* [Text under study]:
Charlotte, thanks so much! – Joi
Jeanette, very beautifully said! I think your #4 is the absolute best way to handle the crabs of the world. If they have that much nastiness coming out of them, there has to be a reason for it.
Thanks so much for your comments! – Joi
One thing that I always make sure to tell my kids is that people who are the most undeserving of love are the one’s who actually need it the most. Loving people regardless of what they do, who they are or how they treat you can potentially change lives. We don’t know what they are struggling with and your kindness might be the answer. Love what you wrote.

* [List of tasks]:
**a)** In the comments on answering unkind people with love, repeat everything from "Thanks so much for" down to "what you wrote.".
**b)** Carry on the comments about answering unkind people with love, starting right after the last sentence shown.

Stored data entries

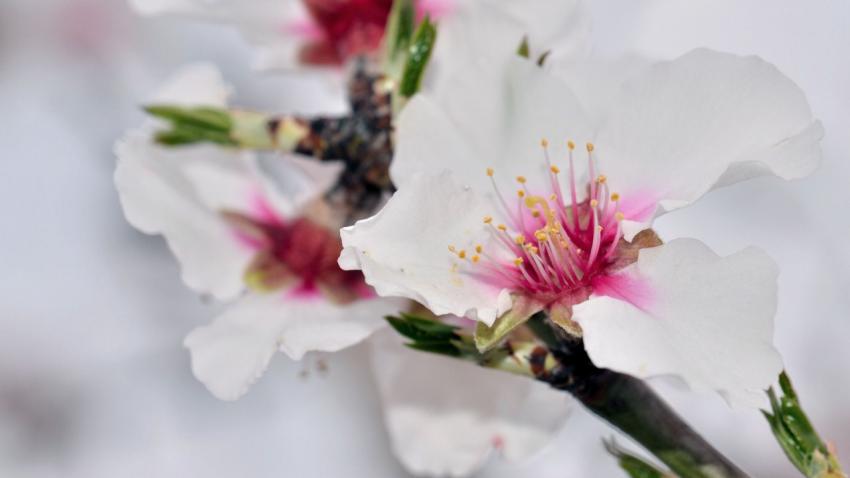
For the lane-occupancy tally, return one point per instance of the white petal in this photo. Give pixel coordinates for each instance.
(446, 417)
(234, 351)
(703, 120)
(197, 84)
(709, 321)
(402, 250)
(157, 198)
(596, 83)
(475, 29)
(275, 27)
(495, 115)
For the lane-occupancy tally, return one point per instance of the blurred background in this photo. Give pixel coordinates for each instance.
(94, 381)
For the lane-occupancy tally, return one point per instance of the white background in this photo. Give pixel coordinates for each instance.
(93, 379)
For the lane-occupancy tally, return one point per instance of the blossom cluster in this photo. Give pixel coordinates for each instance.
(524, 181)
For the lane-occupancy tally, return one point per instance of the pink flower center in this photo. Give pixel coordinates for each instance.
(560, 246)
(299, 253)
(348, 27)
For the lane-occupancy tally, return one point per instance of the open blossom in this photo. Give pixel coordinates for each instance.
(289, 33)
(267, 245)
(259, 239)
(499, 216)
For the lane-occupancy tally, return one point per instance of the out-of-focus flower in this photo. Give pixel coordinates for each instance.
(289, 33)
(487, 225)
(269, 245)
(447, 417)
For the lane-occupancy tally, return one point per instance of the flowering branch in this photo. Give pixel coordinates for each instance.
(361, 140)
(797, 436)
(630, 405)
(621, 400)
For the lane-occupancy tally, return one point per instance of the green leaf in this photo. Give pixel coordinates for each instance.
(524, 50)
(422, 330)
(399, 29)
(193, 125)
(522, 309)
(633, 465)
(436, 348)
(203, 117)
(796, 435)
(419, 53)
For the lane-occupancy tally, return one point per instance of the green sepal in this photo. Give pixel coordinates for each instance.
(205, 117)
(419, 53)
(522, 309)
(192, 125)
(399, 30)
(796, 435)
(633, 465)
(524, 50)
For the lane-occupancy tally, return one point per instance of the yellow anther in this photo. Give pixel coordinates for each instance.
(532, 201)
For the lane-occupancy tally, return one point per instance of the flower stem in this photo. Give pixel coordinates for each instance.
(631, 406)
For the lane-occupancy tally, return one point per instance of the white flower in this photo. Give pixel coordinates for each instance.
(213, 205)
(552, 229)
(290, 33)
(447, 418)
(231, 227)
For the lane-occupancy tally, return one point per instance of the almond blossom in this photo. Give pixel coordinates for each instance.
(257, 235)
(268, 246)
(293, 33)
(525, 190)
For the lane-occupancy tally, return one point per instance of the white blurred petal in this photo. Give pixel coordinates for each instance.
(158, 199)
(472, 30)
(231, 353)
(447, 418)
(709, 321)
(703, 120)
(273, 26)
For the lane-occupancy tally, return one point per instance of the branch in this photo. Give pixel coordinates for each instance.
(630, 405)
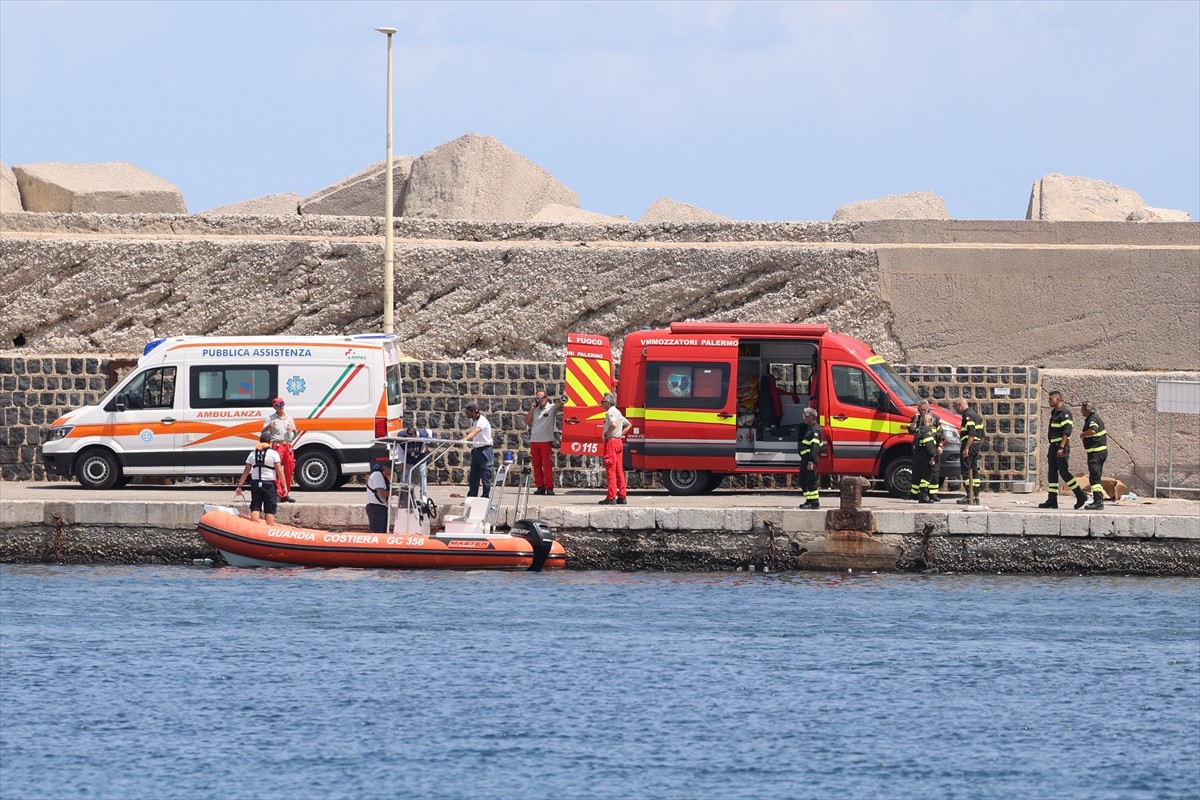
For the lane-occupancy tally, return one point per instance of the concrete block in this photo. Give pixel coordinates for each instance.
(270, 205)
(575, 517)
(894, 522)
(22, 512)
(107, 512)
(1042, 524)
(1006, 524)
(1102, 525)
(179, 516)
(1177, 528)
(803, 522)
(10, 196)
(666, 518)
(1143, 525)
(363, 193)
(922, 518)
(738, 519)
(477, 178)
(111, 187)
(1074, 524)
(609, 518)
(641, 518)
(966, 523)
(700, 518)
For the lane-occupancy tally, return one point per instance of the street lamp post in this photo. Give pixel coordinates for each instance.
(389, 258)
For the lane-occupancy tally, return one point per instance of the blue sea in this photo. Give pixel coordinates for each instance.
(157, 683)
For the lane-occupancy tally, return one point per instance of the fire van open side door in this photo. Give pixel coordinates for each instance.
(588, 378)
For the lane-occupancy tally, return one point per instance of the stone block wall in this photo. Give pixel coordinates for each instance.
(35, 390)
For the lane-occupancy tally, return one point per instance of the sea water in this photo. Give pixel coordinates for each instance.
(222, 683)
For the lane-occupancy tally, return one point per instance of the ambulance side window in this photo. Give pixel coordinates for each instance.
(853, 386)
(233, 386)
(150, 389)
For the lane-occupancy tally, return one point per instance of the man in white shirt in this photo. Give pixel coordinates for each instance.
(540, 421)
(616, 426)
(377, 498)
(481, 461)
(283, 432)
(262, 464)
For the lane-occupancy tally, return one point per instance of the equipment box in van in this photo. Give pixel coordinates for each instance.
(709, 400)
(196, 405)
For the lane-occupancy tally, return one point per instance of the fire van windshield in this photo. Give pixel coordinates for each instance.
(897, 383)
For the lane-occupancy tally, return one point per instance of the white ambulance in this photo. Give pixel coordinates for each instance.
(195, 405)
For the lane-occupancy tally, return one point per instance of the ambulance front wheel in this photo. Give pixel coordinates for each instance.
(97, 469)
(316, 470)
(685, 481)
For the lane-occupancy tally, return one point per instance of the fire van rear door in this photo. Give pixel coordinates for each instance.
(689, 420)
(588, 379)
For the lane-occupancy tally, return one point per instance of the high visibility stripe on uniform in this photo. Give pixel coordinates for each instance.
(588, 380)
(868, 423)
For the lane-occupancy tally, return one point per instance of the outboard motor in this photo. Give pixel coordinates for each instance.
(538, 534)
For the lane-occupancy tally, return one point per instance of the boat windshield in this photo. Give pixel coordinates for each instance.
(897, 383)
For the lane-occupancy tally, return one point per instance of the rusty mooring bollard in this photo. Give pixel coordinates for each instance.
(850, 515)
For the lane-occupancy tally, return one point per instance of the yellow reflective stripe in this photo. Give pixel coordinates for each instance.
(588, 384)
(869, 423)
(672, 415)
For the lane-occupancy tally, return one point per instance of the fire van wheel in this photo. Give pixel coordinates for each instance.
(685, 481)
(898, 476)
(316, 470)
(97, 469)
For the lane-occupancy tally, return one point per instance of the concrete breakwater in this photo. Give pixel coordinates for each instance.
(655, 533)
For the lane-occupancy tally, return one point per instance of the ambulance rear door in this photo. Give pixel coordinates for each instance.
(228, 404)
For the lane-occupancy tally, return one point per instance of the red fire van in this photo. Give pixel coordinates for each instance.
(709, 400)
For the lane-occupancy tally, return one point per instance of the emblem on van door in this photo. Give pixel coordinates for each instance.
(679, 384)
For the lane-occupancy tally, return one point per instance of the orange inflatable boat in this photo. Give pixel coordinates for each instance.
(527, 546)
(466, 541)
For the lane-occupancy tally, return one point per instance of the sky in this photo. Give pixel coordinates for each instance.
(755, 110)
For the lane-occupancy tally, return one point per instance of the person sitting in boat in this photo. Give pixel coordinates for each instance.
(377, 497)
(261, 465)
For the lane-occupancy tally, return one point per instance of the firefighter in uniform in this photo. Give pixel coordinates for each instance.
(1096, 445)
(935, 475)
(1059, 452)
(810, 450)
(971, 433)
(924, 459)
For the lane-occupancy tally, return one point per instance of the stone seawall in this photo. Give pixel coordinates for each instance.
(672, 539)
(34, 391)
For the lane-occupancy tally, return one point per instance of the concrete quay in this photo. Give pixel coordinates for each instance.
(58, 522)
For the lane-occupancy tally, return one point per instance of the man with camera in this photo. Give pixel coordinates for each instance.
(540, 422)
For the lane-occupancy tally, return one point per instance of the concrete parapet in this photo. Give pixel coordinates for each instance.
(16, 513)
(10, 196)
(1177, 528)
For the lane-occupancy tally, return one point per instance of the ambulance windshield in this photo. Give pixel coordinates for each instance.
(897, 383)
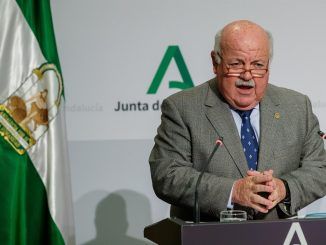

* [List of answers]:
**a)**
Thanks so much for your comments! – Joi
One thing that I always make sure to tell my kids is that people who are the most undeserving of love are the one’s who actually need it the most. Loving people regardless of what they do, who they are or how they treat you can potentially change lives. We don’t know what they are struggling with and your kindness might be the answer. Love what you wrote.

**b)**
What about people who are so pleasant and kind to others, but they are hateful to their own wife and children in the privacy of their own home? I’m living that right now. Everyone at my husband’s work and aquaintantses thinks he is the kindest most loving man they know. Especially the women. He knows how to groom them, pay attention to them, and just be their as a caring “friend”. Everyone he meets they get his undivided attention. Boy but, when he gets home he’s another person altogether. He’s filled with hate for his own family. Would you go to the moon and back with that person? He’s got everyone so convinced that he can talk them into thinking that I’m the hateful one. I take my concerns to God and pray. It’s a tough battle and a true spiritual warfare. Hate hurts tremendously. Me or my kids don’t deserve this, but I’m stuck. I will not leave my kids with my husband alone. You truly don’t know what someone is capable who is living a double life. A person filled with so much hate can create a facade. It’s scary, but it’s true. I would have never belived this was possible. He’s been living a double life our entire marriage. That’s what’s happening all around us and we need to keep the armor of God on in order to stay safe and protected. I thank God for always protecting me and my kids without failing. Jesus, I trust in you!